▶ TASK INSTRUCTIONS
Exactly and only the lines from the one containing "the egg carton in" through the close of the entries below are to be set down.

▶ Point placement records
________________

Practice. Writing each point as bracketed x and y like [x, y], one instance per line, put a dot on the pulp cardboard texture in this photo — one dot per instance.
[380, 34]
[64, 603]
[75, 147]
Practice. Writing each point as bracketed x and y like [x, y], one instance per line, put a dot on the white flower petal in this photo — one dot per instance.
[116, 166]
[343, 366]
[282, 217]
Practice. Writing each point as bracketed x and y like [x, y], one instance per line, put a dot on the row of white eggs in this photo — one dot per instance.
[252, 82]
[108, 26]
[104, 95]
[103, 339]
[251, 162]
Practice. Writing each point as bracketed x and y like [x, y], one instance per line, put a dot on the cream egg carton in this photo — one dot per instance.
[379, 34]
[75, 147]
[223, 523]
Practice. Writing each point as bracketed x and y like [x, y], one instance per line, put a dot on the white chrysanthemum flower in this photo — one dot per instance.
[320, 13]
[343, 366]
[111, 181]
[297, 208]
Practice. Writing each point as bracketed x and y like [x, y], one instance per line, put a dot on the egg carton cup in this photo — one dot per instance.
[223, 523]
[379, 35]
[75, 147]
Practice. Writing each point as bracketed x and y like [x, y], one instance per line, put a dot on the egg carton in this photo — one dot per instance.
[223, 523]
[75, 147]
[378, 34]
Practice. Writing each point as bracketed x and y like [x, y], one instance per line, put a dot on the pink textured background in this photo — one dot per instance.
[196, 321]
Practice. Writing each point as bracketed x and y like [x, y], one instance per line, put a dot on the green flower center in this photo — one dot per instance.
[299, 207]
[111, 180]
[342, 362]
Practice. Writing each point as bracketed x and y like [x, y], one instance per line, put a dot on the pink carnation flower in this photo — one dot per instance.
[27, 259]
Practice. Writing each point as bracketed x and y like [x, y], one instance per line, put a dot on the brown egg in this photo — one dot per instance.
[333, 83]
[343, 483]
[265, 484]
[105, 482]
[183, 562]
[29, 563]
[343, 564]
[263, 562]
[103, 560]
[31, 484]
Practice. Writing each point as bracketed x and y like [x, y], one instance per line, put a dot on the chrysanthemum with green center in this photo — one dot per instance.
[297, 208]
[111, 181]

________________

▶ RESULT OF THE TASK
Practice. Writing each point as bracketed x and y like [x, y], one instance per line, put a dot on the egg carton in this photo — one dot per instance.
[223, 523]
[75, 147]
[378, 34]
Practice. Writing each point as bracketed x and y like [x, y], one instance per line, put a dot on the pink textured background in this photo — one dot per instance.
[196, 321]
Practice. Writing each point as bracketed x and y like [x, y], one instance per line, put a dot on the green flower center in this photo — one dot per instance.
[299, 207]
[111, 180]
[342, 362]
Practice. Writing each point as bracketed x and y like [x, y], one instance per line, put a dot on the pink carnation flower in this photo — one dot per instance.
[27, 259]
Practice. Writing each point as bracketed x and y like [x, y], one instance per line, put a dot on the brown egg in this photo — one dot per instance.
[333, 83]
[343, 483]
[265, 484]
[105, 482]
[183, 562]
[29, 563]
[343, 564]
[263, 562]
[103, 560]
[31, 484]
Practice. Writing each point as bracketed x and y like [x, y], one instance per line, put a dot on the chrysanthemum with green center in this photo — one dot per instance.
[297, 208]
[111, 181]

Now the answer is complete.